# [AIM OF THE EXERCISE]
Turn the lines from the start of the material through the line holding "(1054, 543)", both included, into a JSON list of strings with one string per line and blank lines left out.

+-------+

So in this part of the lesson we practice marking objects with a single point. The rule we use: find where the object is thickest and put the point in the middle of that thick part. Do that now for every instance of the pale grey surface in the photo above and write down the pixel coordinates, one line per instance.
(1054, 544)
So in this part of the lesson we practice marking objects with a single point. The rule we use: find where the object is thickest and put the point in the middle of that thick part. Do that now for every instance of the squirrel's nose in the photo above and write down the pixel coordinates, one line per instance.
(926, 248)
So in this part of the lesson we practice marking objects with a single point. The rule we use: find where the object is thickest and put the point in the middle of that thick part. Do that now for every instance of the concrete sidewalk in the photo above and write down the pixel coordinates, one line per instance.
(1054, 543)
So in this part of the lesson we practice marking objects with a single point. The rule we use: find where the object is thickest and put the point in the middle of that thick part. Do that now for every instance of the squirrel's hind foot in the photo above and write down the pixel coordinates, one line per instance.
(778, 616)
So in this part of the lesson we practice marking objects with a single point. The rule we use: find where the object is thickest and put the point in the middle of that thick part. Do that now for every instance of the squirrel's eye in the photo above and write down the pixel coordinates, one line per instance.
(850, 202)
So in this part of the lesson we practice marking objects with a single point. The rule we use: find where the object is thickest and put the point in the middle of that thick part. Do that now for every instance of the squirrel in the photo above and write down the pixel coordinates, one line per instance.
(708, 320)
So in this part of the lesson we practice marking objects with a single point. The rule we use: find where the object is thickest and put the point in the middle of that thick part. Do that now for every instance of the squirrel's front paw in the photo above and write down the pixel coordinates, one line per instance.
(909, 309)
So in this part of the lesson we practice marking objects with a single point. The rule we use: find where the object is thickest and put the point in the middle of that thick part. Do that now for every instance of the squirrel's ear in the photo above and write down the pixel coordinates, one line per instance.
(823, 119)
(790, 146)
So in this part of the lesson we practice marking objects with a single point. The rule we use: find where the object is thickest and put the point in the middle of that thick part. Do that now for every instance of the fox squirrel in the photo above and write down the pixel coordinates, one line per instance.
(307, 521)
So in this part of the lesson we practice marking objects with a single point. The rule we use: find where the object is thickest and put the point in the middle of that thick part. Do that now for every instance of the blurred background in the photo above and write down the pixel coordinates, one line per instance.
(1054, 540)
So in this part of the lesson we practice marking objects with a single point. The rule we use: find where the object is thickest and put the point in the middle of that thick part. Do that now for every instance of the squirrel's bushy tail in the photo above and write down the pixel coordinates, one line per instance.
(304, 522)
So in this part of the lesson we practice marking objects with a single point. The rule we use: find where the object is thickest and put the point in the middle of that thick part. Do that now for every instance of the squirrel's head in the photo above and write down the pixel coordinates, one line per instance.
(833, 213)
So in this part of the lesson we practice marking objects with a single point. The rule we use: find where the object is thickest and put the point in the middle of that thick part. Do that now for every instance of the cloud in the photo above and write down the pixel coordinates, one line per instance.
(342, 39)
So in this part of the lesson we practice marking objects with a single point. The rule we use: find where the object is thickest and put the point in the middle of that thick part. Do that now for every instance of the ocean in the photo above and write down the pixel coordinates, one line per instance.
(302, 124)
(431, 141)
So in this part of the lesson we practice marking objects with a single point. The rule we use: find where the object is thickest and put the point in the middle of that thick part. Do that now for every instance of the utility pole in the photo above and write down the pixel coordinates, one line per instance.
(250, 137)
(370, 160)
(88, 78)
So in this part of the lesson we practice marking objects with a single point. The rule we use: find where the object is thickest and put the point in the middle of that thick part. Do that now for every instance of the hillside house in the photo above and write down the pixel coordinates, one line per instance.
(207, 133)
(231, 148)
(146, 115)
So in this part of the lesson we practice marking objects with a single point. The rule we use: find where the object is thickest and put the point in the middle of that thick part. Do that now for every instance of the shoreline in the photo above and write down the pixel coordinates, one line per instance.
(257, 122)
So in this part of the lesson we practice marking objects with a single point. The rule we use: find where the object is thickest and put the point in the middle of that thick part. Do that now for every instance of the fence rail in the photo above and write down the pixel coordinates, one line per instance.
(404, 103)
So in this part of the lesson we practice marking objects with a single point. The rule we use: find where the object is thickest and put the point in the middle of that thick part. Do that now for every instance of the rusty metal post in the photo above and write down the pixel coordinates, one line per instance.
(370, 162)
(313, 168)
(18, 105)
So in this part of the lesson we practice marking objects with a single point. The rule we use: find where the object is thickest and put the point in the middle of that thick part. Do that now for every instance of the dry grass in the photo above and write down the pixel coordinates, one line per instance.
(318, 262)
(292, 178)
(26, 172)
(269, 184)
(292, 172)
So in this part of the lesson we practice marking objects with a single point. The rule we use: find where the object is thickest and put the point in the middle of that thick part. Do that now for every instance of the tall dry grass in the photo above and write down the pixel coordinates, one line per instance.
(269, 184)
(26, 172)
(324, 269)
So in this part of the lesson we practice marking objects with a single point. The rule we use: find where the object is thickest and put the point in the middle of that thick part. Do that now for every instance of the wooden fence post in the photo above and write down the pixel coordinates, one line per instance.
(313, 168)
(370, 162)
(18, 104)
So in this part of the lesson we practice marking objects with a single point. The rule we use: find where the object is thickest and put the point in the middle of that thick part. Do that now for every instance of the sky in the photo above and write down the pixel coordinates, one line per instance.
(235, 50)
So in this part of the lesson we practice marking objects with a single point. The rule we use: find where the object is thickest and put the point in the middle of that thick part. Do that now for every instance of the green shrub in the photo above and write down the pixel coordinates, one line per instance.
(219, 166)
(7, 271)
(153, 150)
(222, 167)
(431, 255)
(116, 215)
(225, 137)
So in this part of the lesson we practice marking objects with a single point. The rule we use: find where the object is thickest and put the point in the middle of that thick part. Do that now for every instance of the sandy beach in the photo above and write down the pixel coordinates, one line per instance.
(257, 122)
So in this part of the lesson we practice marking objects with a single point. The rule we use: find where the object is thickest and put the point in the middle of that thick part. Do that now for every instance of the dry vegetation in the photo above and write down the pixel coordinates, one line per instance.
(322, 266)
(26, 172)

+-------+

# [THE ANSWER]
[
  "So in this part of the lesson we practice marking objects with a single point. The rule we use: find where the object is thickest and put the point in the middle of that thick part. Do that now for every instance of the pale grey surface in the photo above and write down the pixel coordinates, one line per instance.",
  "(1054, 544)",
  "So in this part of the lesson we practice marking objects with a single point. The rule we use: find where the object is thickest and put the point in the middle of that thick part. Do that now for every instance of the squirrel's nose in the photo above and write down the pixel coordinates, one line per instance.",
  "(926, 248)",
  "So in this part of the lesson we practice marking objects with a single point. The rule we use: find where the object is thickest and put the point in the middle of that thick part. Do that now for every instance of the concrete sidewalk in the photo above and write down the pixel coordinates, one line per instance.",
  "(1054, 543)"
]